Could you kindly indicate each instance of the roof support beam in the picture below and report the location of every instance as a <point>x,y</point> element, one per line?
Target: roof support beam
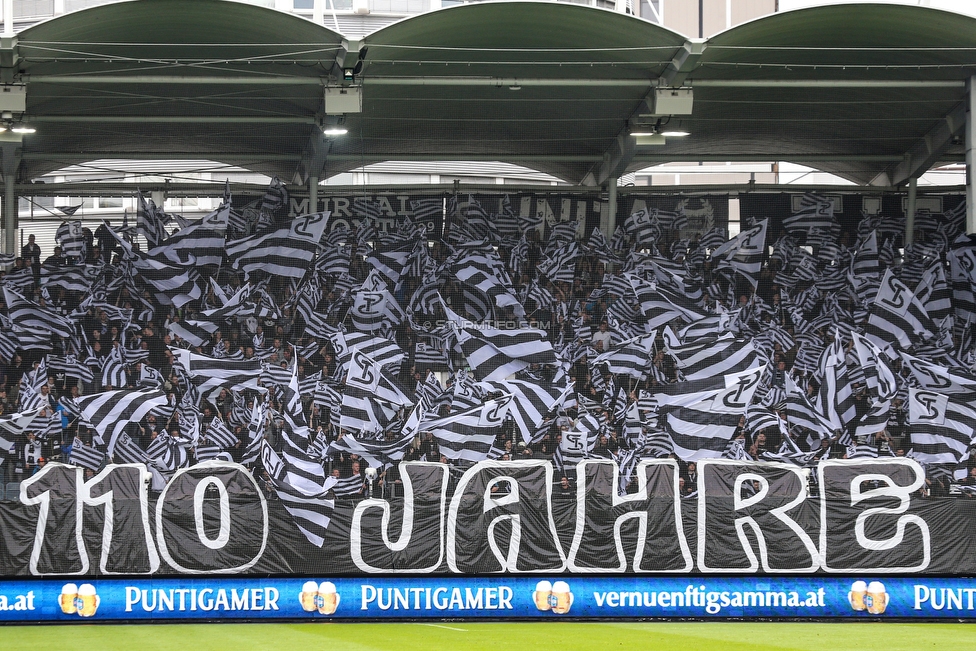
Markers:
<point>683,63</point>
<point>825,83</point>
<point>183,80</point>
<point>313,158</point>
<point>157,155</point>
<point>614,161</point>
<point>506,82</point>
<point>926,151</point>
<point>176,119</point>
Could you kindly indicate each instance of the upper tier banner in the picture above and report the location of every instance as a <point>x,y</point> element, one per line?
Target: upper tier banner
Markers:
<point>497,517</point>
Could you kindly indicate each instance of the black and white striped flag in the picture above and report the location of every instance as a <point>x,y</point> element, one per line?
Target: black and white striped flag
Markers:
<point>111,411</point>
<point>496,354</point>
<point>12,428</point>
<point>284,252</point>
<point>32,317</point>
<point>701,423</point>
<point>897,317</point>
<point>84,456</point>
<point>310,504</point>
<point>376,453</point>
<point>210,375</point>
<point>942,430</point>
<point>470,434</point>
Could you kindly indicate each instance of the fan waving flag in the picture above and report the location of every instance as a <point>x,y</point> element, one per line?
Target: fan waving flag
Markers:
<point>495,354</point>
<point>941,429</point>
<point>12,427</point>
<point>285,251</point>
<point>31,316</point>
<point>701,423</point>
<point>111,411</point>
<point>470,434</point>
<point>897,317</point>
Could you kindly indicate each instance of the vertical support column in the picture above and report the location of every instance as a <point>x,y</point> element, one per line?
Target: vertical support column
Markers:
<point>9,216</point>
<point>313,194</point>
<point>910,211</point>
<point>611,207</point>
<point>10,154</point>
<point>8,17</point>
<point>970,159</point>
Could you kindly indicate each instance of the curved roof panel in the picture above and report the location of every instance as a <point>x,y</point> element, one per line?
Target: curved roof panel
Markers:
<point>845,85</point>
<point>871,92</point>
<point>849,41</point>
<point>227,80</point>
<point>509,80</point>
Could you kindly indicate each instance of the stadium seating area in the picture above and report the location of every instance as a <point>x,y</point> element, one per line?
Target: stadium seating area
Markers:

════════

The task: Return, without any change, only the lines from the one containing "Target: upper tier banner" through the last line of the entries above.

Result for this task:
Target: upper tier banner
Markers:
<point>497,517</point>
Could you kindly indicate each instance of the black and white striped flag in the picture above and report the location of every instance as a <point>x,y</point> element, one per line?
Target: black and white striped flag
Markers:
<point>111,411</point>
<point>496,354</point>
<point>12,428</point>
<point>284,252</point>
<point>32,317</point>
<point>701,423</point>
<point>897,317</point>
<point>84,456</point>
<point>310,504</point>
<point>376,453</point>
<point>210,375</point>
<point>942,430</point>
<point>470,434</point>
Could you kindly indicate each instance of the fan waving flag in the picture above and report the location of every instance as a <point>x,y</point> element, one per line?
Target: fan waving flag
Markers:
<point>495,354</point>
<point>941,429</point>
<point>12,427</point>
<point>285,251</point>
<point>31,316</point>
<point>701,423</point>
<point>111,411</point>
<point>470,434</point>
<point>897,317</point>
Could you kindly indicate each instance of the vertical support column in the picture above and report the location of every instance as a <point>x,y</point> element, one per line?
Target: vertical support column
Markers:
<point>9,216</point>
<point>313,194</point>
<point>910,211</point>
<point>611,207</point>
<point>10,154</point>
<point>8,17</point>
<point>970,159</point>
Could you kindly indicate each instance of the curved roof panel in the picture above and report the location of every instance as a <point>x,y</point> element, one per line?
Target: curved roof panel
Markers:
<point>845,85</point>
<point>871,92</point>
<point>849,41</point>
<point>227,80</point>
<point>509,80</point>
Could you kindly indicate each instance of the stadium seating area in the picture above and report the location of every instance as a <point>x,y</point> element, one per line?
Target: stadium seating area
Markers:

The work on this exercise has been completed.